Starting at the beginning of the entries and ending at the line containing "Query: cabinet drawer", write those lines out again, switching "segmenter" to "annotator" and leaving everything else unchanged.
## Start
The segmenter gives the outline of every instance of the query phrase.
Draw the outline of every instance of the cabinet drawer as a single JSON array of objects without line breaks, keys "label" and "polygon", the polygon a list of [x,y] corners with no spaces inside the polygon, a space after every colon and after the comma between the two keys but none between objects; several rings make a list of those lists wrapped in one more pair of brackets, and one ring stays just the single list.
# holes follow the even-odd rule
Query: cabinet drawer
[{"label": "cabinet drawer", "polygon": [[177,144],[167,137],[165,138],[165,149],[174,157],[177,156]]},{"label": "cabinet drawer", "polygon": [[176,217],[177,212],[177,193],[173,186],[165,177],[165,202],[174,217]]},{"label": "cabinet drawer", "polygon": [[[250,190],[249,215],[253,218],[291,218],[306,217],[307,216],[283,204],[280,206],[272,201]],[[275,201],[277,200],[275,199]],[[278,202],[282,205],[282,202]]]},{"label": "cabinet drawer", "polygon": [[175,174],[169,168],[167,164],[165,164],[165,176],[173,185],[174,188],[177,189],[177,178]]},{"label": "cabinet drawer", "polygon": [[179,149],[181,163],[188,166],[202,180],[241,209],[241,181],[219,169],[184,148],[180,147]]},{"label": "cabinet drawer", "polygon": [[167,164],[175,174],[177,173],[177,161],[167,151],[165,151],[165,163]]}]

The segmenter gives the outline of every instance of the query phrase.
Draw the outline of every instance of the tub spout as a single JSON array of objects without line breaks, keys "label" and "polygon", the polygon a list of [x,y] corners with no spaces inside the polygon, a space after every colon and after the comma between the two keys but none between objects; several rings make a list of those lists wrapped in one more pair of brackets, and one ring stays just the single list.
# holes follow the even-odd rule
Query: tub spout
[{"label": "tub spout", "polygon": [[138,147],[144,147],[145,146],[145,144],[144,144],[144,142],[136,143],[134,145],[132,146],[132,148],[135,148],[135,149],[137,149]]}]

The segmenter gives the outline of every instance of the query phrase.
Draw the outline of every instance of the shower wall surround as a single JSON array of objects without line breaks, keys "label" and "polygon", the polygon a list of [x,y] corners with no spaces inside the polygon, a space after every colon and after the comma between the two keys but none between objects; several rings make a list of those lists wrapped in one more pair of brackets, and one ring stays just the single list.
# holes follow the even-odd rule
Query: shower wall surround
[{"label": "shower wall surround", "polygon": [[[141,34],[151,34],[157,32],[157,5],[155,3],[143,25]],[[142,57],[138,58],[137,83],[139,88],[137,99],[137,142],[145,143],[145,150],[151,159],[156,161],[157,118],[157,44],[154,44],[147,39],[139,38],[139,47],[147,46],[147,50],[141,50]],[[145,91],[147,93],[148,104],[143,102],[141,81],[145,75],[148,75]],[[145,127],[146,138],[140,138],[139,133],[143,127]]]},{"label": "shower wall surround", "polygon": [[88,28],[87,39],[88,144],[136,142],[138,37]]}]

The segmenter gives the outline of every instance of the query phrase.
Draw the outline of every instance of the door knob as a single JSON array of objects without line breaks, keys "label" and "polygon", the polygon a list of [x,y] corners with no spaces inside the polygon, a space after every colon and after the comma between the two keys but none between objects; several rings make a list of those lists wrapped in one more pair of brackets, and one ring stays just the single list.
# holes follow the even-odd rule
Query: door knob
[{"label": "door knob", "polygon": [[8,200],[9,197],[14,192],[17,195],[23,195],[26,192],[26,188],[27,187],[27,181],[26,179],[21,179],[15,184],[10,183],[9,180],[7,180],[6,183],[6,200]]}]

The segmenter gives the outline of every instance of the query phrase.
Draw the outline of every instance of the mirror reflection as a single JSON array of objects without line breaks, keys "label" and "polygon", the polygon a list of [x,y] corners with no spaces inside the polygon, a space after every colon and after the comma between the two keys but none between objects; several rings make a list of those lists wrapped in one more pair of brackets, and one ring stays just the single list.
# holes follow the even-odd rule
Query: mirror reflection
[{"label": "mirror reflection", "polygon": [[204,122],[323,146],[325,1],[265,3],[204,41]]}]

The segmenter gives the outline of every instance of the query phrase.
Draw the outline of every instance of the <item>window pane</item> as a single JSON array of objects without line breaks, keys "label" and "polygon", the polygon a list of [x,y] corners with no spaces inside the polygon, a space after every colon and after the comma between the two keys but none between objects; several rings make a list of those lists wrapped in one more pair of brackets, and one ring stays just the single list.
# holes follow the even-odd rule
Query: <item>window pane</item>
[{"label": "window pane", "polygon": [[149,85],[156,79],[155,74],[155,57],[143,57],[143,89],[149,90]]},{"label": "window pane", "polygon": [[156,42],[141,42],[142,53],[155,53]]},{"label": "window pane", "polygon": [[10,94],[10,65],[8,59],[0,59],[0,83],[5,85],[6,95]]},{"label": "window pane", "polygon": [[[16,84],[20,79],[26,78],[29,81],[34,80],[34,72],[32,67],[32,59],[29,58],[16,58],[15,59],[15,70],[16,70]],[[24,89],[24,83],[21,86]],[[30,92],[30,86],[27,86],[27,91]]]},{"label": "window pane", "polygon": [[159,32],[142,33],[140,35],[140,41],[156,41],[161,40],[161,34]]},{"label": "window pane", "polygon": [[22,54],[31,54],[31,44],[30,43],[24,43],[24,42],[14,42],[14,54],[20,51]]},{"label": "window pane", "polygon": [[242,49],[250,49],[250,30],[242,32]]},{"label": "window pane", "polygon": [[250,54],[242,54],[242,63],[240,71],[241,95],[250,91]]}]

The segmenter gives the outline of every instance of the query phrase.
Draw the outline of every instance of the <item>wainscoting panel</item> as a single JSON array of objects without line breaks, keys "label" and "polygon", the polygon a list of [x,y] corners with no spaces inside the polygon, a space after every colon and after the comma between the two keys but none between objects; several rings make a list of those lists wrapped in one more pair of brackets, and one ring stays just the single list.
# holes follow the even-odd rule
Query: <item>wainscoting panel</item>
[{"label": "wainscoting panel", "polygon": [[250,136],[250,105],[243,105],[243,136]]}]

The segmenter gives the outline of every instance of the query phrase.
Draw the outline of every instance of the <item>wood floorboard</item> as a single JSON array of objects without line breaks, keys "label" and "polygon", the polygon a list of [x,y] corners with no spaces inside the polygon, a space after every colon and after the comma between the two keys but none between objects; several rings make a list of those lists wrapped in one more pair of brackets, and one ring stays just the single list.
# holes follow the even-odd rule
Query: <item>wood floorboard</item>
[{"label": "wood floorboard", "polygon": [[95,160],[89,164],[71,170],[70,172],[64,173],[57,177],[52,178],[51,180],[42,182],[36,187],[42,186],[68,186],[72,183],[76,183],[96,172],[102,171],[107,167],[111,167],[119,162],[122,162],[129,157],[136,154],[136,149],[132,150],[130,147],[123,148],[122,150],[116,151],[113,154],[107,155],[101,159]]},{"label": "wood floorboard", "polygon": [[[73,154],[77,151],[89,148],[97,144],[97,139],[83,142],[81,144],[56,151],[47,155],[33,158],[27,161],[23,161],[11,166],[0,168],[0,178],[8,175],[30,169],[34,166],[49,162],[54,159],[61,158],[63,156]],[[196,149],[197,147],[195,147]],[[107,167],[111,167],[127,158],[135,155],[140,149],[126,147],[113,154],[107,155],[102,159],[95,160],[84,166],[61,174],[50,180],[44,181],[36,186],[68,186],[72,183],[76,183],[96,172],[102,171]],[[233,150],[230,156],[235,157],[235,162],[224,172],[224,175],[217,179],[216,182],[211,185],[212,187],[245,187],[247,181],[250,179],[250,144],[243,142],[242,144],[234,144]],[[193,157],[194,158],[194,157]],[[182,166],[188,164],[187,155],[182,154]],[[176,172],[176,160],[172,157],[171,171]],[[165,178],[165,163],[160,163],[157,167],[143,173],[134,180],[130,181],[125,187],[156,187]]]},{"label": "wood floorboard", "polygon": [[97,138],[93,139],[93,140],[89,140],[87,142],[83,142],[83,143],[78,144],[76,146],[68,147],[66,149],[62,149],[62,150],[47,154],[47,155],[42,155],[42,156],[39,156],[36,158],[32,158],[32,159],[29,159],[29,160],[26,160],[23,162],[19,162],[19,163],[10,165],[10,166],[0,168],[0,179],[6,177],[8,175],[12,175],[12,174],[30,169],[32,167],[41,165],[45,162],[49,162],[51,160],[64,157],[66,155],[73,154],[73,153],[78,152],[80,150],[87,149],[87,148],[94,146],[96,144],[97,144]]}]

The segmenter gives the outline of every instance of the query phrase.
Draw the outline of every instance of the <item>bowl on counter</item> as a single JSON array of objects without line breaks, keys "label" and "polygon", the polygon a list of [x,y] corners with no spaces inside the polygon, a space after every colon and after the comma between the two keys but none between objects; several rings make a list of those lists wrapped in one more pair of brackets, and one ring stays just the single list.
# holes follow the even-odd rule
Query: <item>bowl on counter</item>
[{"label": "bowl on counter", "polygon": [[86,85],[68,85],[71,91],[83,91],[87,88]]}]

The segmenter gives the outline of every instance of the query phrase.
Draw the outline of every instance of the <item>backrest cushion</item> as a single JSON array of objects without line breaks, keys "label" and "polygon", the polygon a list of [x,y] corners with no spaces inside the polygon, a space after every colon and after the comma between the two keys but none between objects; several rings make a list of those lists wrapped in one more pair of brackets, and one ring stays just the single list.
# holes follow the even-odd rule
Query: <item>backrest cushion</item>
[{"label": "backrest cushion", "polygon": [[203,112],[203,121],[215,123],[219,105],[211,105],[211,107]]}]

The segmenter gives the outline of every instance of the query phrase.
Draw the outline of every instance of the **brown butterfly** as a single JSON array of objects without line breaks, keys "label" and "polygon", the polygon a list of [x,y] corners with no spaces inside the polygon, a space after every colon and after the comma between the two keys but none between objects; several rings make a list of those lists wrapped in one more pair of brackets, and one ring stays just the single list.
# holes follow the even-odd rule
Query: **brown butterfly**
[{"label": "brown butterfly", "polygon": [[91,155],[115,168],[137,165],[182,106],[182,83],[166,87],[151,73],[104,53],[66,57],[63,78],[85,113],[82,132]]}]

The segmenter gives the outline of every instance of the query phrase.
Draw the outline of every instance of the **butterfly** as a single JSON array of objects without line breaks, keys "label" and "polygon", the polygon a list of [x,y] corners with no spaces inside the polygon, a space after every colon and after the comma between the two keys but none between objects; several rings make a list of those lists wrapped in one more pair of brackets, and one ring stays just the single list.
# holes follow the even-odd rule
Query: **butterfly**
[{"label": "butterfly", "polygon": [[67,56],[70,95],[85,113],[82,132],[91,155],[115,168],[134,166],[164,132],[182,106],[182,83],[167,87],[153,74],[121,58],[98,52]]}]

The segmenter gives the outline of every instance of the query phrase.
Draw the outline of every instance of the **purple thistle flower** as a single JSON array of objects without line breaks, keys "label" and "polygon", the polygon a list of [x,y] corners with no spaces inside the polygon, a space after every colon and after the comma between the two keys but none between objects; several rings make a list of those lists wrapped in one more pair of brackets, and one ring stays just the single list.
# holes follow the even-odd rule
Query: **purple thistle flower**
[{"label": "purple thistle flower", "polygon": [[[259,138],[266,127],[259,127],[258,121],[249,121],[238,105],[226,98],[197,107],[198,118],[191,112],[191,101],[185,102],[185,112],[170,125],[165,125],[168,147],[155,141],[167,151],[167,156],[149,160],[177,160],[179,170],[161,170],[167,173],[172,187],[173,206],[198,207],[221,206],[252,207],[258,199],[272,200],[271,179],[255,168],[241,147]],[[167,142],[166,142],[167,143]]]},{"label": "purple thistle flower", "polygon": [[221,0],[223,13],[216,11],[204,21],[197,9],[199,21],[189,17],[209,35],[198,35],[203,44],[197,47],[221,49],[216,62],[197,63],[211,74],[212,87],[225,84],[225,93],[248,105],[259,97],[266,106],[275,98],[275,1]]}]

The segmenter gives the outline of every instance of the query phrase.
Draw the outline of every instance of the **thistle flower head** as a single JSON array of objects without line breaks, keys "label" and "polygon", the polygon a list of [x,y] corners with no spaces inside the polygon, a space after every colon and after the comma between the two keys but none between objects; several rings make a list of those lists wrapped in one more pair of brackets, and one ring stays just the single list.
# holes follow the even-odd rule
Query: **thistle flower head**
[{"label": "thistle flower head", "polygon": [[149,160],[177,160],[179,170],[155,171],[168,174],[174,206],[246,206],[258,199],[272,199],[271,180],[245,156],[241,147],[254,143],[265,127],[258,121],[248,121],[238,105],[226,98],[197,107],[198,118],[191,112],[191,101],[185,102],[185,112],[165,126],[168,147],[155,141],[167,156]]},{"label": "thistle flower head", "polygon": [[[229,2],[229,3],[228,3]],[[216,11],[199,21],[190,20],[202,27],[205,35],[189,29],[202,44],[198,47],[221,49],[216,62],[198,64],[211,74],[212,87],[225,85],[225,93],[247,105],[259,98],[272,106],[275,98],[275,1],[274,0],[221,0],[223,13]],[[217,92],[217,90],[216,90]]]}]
## End
PROBLEM SOLUTION:
The annotator gives the outline of every instance of the query phrase.
Draw the outline of every instance of the cabinet drawer as a single JSON array of objects without line breaks, keys "label" and "polygon", the polygon a list of [x,y] corners with no spaces inside the polygon, a space after every colon and after the comma between the two keys but none between objects; several rings make a list of those lists wrapped in one more pair of brackets, and one ring stays just the single list.
# holes follow the even-odd rule
Query: cabinet drawer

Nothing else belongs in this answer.